**Zu lesender Text**
------------------------------------------------

„Das Ergebnis fällt nicht einfach aus dem Drucker“
Als deutscher Vertreter in der Referentenriege des WORLD DENTAL FORUM 2019 sprach Prof. Dr. Jan-Frederik Güth (LMU München) zum Thema „Digitale Biomimetik“. Was sich hinter diesem Ansatz verbirgt, wie weit die Digitalisierung der Zahnmedizin seiner Meinung nach tatsächlich schon ist und warum 3D-Druck mehr als nur „Drucker bedienen“ bedeutet, erklärt er im Interview mit DENTAL MAGAZIN.
Herr Prof. Dr. Güth, Sie sprechen von zwei aktuellen „Megatrends“ in der Zahnmedizin: die digitale Revolution einerseits, biomimetische Konzepte andererseits. Wie stehen die beiden Entwicklungen zueinander?
Prof. Dr. Jan-Frederik Güth: Eigentlich widersprechen sich die Begrifflichkeiten in ihrer ursprünglichen Bedeutung. Digital heißt, mit Nullen und Einsen zu agieren – schwarz oder weiß, richtig oder falsch. Biologie ist anders. Sie ist zwar auch sehr konsequent, aber hier haben wir es mit lebenden, wachsenden und sich verändernden Strukturen zu tun. Biomimetik wiederum bedeutet, wir beobachten, wie die Natur komplexe Probleme löst und versuchen daraus zu lernen. Diese Probleme sind häufig so komplex, dass wir sie mit herkömmlichen Methoden gar nicht abbilden oder analysieren und schon gar nicht umsetzen können. Hier können uns digitale Technologien helfen, Ergebnisse vorhersagbarer und besser zu gestalten.

------------------------------------------------

**Bereitgestellte Daten**
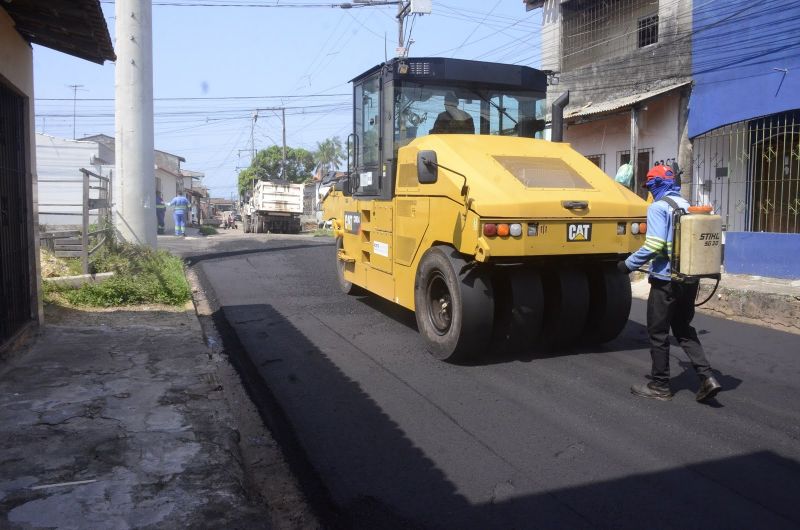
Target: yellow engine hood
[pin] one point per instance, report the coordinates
(497, 192)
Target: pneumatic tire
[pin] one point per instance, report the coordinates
(454, 307)
(610, 304)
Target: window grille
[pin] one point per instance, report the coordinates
(598, 160)
(592, 31)
(648, 31)
(749, 172)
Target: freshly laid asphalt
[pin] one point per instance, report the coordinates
(398, 439)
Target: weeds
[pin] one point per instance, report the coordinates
(141, 275)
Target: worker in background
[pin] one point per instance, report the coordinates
(182, 206)
(671, 303)
(161, 211)
(453, 120)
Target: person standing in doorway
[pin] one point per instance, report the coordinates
(671, 302)
(181, 205)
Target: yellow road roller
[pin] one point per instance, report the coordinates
(456, 207)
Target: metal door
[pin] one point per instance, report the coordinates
(15, 299)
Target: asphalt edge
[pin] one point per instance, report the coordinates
(211, 318)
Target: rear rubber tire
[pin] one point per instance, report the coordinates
(566, 294)
(454, 310)
(519, 307)
(609, 306)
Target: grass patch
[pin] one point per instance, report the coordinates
(141, 276)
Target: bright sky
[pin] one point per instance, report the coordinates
(215, 66)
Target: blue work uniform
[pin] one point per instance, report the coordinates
(181, 205)
(670, 304)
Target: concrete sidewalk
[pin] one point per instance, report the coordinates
(118, 420)
(771, 302)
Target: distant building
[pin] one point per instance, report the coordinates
(711, 87)
(627, 66)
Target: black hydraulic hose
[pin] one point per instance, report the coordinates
(714, 290)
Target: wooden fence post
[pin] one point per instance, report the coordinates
(85, 230)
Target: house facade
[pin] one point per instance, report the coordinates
(707, 84)
(76, 27)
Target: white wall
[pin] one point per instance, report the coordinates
(658, 130)
(61, 159)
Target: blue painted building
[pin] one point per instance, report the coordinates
(744, 125)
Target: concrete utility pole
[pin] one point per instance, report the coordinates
(74, 106)
(134, 182)
(404, 8)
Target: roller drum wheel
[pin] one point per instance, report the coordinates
(610, 304)
(519, 307)
(566, 293)
(454, 306)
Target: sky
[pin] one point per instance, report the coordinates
(219, 62)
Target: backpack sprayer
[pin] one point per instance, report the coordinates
(696, 244)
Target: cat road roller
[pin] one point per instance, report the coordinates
(454, 206)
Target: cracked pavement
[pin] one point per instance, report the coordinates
(119, 421)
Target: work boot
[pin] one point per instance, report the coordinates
(708, 389)
(652, 390)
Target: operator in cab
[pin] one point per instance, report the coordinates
(670, 303)
(453, 120)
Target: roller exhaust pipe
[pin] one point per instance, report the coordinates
(557, 113)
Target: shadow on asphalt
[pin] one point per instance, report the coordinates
(192, 260)
(362, 471)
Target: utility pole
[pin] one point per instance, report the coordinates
(74, 105)
(252, 137)
(404, 8)
(283, 164)
(134, 181)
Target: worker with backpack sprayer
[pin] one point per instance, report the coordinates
(672, 293)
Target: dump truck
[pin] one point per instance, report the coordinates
(494, 236)
(274, 206)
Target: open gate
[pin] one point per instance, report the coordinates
(15, 294)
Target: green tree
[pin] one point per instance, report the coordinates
(329, 153)
(268, 165)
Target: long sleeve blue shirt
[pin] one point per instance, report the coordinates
(180, 203)
(658, 242)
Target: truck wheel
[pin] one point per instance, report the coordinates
(347, 287)
(566, 295)
(519, 307)
(454, 309)
(609, 306)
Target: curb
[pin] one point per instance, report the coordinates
(780, 311)
(77, 281)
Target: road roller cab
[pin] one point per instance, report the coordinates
(496, 238)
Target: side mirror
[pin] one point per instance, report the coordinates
(427, 167)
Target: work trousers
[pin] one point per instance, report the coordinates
(671, 305)
(180, 222)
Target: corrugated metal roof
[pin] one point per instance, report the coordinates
(620, 103)
(76, 27)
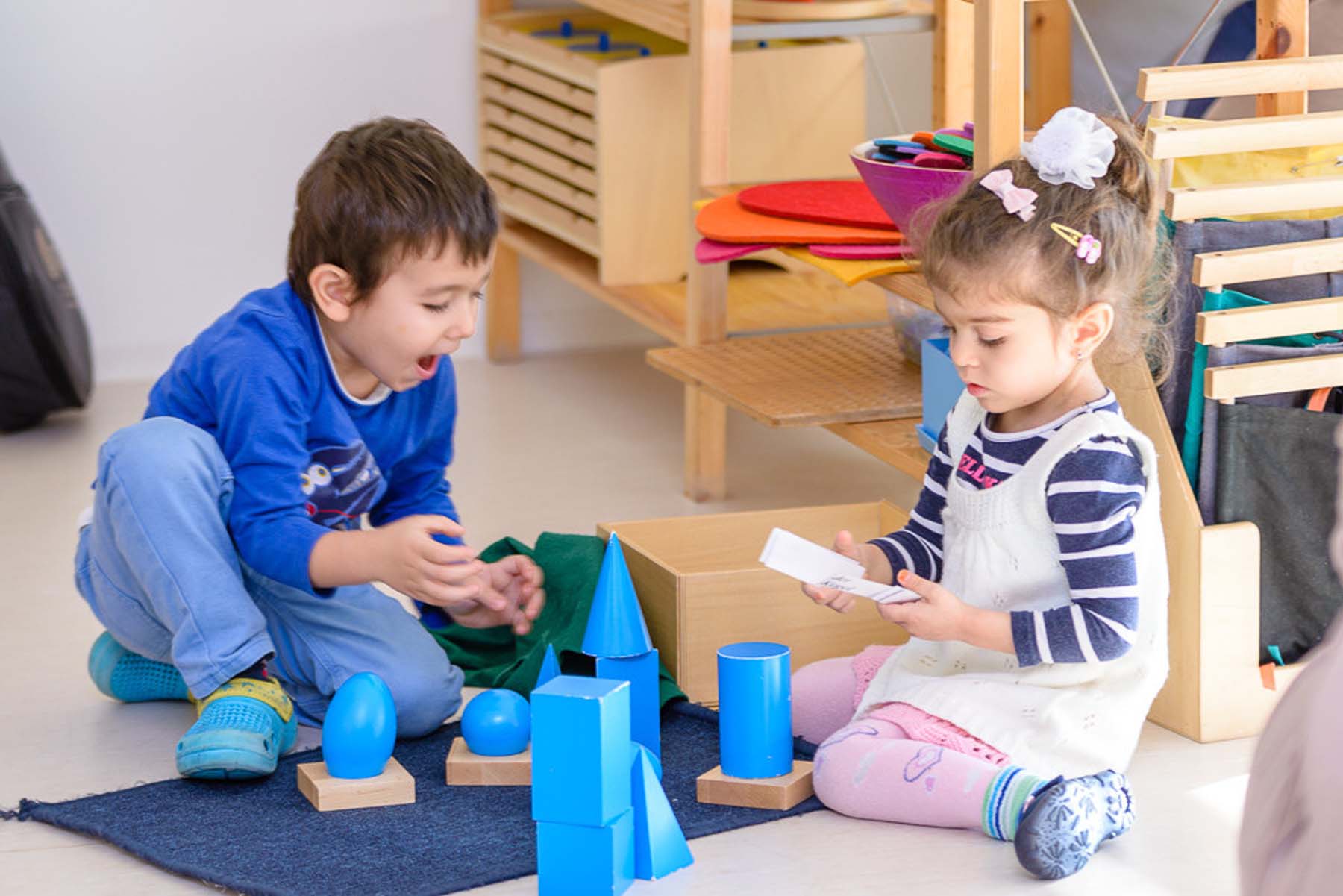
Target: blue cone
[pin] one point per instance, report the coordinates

------------------------------------------------

**Angaben zur Aufgabe**
Schreiben Sie das Interview über digitale Biomimetik im Anschluss an seinen letzten Satz weiter. Die Daten stehen für sich und gehören nicht zum Interview über digitale Biomimetik.

**Lösung zur Aufgabe**
Als Beispiel sei die Funktionsdiagnostik genannt: Wir bilden uns heute ein, dass wir über einen Artikulator und ein, zwei Einzelbewegungen eine komplexe Kaubewegung abbilden können und hoffen dann, dass keine Interferenzen mit dem Zahnersatz auftreten. Mit einem virtuellen Artikulator können wir diese Bewegung heute schon digital viel präziser und umfassender aufnehmen und in der CAD-Software widerspiegeln. Sicherlich ist das heute noch nicht Standard und es gibt noch einige Schnittstellen abzustimmen – aber so können wir uns durch digitale Technologien stärker an die natürlichen Gegebenheiten und Funktionen annähern. Denn neben der eigentlichen Geometrie haben wir in allen Bereichen auch immer einen funktionellen Aspekt.
Was steckt hinter dem von Ihnen beschriebenen „key to aesthetics“?
Güth: Hinter dem beschriebenen „key to aethetics“ steckt eine sogenannte Zahnstrukturdatenbank. Ein Patent, das Zahntechniker Josef Schweiger ins Leben gerufen hat. Unser Ziel ist es, nicht nur die äußere Geometrie des Zahns zu erfassen, sondern auch in den Zahn hineinzugucken. Denn der Schlüssel zur natürlichen Funktion des Zahns liegt in seinem Aufbau – im Dentinkern und der umhüllenden Schmelzstruktur. Die Idee hinter dem „key to aesthetics“ ist, sich diesen Aufbau anzuschauen und zu reproduzieren. Im Bereich Polymere sind wir heute schon so weit, diesen Aufbau mittels Multimaterial-3D-Druckverfahren nachzuempfinden. Das sind nun die Hausaufgaben auch für eventuelles zukünftiges Bio-Printen. Das heißt, auch für eine Umsetzung mit anderen Materialien wie Keramik oder irgendwann vielleicht auch naturidentischen Zahnhartsubstanzen.
Wie schätzen Sie den aktuellen Stand der 3D-Druck-Technologie für die Zahnmedizin ein?
Güth: Wir müssen hier indikationsabhängig unterscheiden. Die gedruckte Chirurgieschablone sowie 3D-gedruckte Modelle haben jetzt schon ihre Berechtigung. Was Zahnärzte und Zahntechniker jedoch beachten sollten, wenn sie sich einen 3D-Drucker anschaffen: Das Ergebnis fällt nicht einfach so fertig aus dem Drucker, sondern muss noch „postprocessed“ – sprich nachbearbeitet werden. Wir müssen uns anschauen, wie sich die Materialien im Labor bewähren oder wie exakt das Gedruckte überhaupt ist.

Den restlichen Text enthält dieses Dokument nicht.